● **GOAL**
Can you return all of the records below line for line, without changing a single character?

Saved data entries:

_____

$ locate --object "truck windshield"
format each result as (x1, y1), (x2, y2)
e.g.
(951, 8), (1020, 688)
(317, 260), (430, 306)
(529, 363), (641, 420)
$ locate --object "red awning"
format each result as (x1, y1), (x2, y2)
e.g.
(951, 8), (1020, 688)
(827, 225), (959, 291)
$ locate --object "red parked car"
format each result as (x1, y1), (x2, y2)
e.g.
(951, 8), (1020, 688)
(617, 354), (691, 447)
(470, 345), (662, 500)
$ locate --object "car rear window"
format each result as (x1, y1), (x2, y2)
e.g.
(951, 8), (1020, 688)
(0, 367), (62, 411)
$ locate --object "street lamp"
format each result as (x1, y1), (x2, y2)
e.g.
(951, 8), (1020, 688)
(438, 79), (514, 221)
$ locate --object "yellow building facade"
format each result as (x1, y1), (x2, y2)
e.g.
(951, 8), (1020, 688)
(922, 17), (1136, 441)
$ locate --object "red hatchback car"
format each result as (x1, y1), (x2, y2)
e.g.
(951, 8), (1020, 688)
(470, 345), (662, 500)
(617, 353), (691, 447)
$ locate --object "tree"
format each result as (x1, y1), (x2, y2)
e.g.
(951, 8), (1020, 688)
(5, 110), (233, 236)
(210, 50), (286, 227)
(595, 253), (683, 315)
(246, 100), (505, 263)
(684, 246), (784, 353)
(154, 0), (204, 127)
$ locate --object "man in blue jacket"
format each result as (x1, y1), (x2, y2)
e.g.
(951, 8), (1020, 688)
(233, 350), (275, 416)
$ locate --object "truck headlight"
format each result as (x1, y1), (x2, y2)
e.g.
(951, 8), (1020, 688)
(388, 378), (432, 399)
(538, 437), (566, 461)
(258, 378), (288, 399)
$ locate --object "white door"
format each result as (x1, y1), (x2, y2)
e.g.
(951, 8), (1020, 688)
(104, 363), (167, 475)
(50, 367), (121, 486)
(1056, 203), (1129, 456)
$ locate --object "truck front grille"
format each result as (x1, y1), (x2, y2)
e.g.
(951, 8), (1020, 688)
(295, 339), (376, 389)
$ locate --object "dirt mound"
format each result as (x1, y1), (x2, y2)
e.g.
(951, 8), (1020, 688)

_____

● **THE RESPONSE**
$ locate --object "truck windshield"
format each result as (x1, y1), (x2, y2)
e.g.
(951, 8), (1020, 688)
(317, 260), (430, 306)
(529, 363), (641, 420)
$ locate --object "red awning"
format each result as (x1, y1), (x2, y2)
e.g.
(951, 8), (1020, 688)
(827, 225), (959, 291)
$ locate --object "red parked car"
format each result as (x1, y1), (x2, y2)
e.g.
(951, 8), (1020, 688)
(617, 354), (691, 447)
(470, 345), (662, 500)
$ locate --object "car rear window"
format each result as (x1, y1), (x2, y2)
e.g.
(951, 8), (1020, 688)
(0, 367), (62, 411)
$ locate --object "street lamp"
format each result as (x1, y1), (x2, y2)
e.g.
(951, 8), (1020, 688)
(438, 79), (514, 221)
$ locate --object "yellow building facade"
format each result as (x1, y1), (x2, y2)
e.g.
(951, 8), (1020, 688)
(922, 17), (1136, 441)
$ locate --object "red hatchback car"
format each result as (x1, y1), (x2, y2)
e.g.
(951, 8), (1020, 688)
(470, 345), (662, 500)
(617, 353), (691, 447)
$ locate --object "tree"
format each result as (x1, y1), (x2, y2)
e.g.
(951, 8), (1020, 688)
(5, 110), (233, 236)
(210, 50), (286, 227)
(595, 253), (683, 315)
(246, 100), (505, 263)
(684, 246), (784, 353)
(154, 0), (204, 127)
$ locate --object "man in blue jacket"
format each result as (x1, y1), (x2, y2)
e.g.
(951, 8), (1020, 688)
(233, 350), (275, 416)
$ locate --object "truck headlight"
format each result as (x1, y1), (x2, y2)
e.g.
(951, 8), (1020, 688)
(388, 378), (432, 399)
(538, 437), (566, 461)
(258, 378), (288, 399)
$ locate --object "white door"
format each result as (x1, y1), (x2, y2)
e.g.
(951, 8), (1020, 688)
(104, 363), (167, 475)
(50, 367), (121, 486)
(1056, 203), (1129, 456)
$ locate --object "truck front grille"
format each result as (x1, y1), (x2, y2)
e.g.
(951, 8), (1020, 688)
(295, 339), (376, 389)
$ locate --object "dirt mound"
format each result as (x1, y1), (x2, y2)
e.g.
(951, 8), (1020, 688)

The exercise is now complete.